### Work order
Transcribe each of the entries exactly.

### Dataset content
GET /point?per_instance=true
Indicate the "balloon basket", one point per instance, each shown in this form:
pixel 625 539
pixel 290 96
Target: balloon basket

### The completed task
GET /point?per_instance=true
Indicate the "balloon basket", one point per instance, each shown in this form:
pixel 625 539
pixel 290 96
Target: balloon basket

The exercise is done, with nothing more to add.